The task
Return everything in the Battambang passage from "So after all" down to "buildings of Thailand.", copied word for word.

Intro to Cambodia: Battambang

17 12 2008

Battambang, Cambodia

So after all of the fun at the border, Gage and I were pretty excited to get to our hotel in Battambang. We had chosen to stay in Battambang because our guidebook had said that despite being Cambodia’s second largest city, it was really laid back. They were 100% correct. This place is more like a sleepy town than a second city. Once we were able to see past the ever-present dust clouds, we were greeted with two story buildings with faded pastel paint and quaint French balconies. Quite a change from the ramshackle buildings of Thailand.

Source excerpt
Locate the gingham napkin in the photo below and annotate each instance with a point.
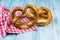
(6, 25)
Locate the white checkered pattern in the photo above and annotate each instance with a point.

Answer below
So after all of the fun at the border, Gage and I were pretty excited to get to our hotel in Battambang. We had chosen to stay in Battambang because our guidebook had said that despite being Cambodia’s second largest city, it was really laid back. They were 100% correct. This place is more like a sleepy town than a second city. Once we were able to see past the ever-present dust clouds, we were greeted with two story buildings with faded pastel paint and quaint French balconies. Quite a change from the ramshackle buildings of Thailand.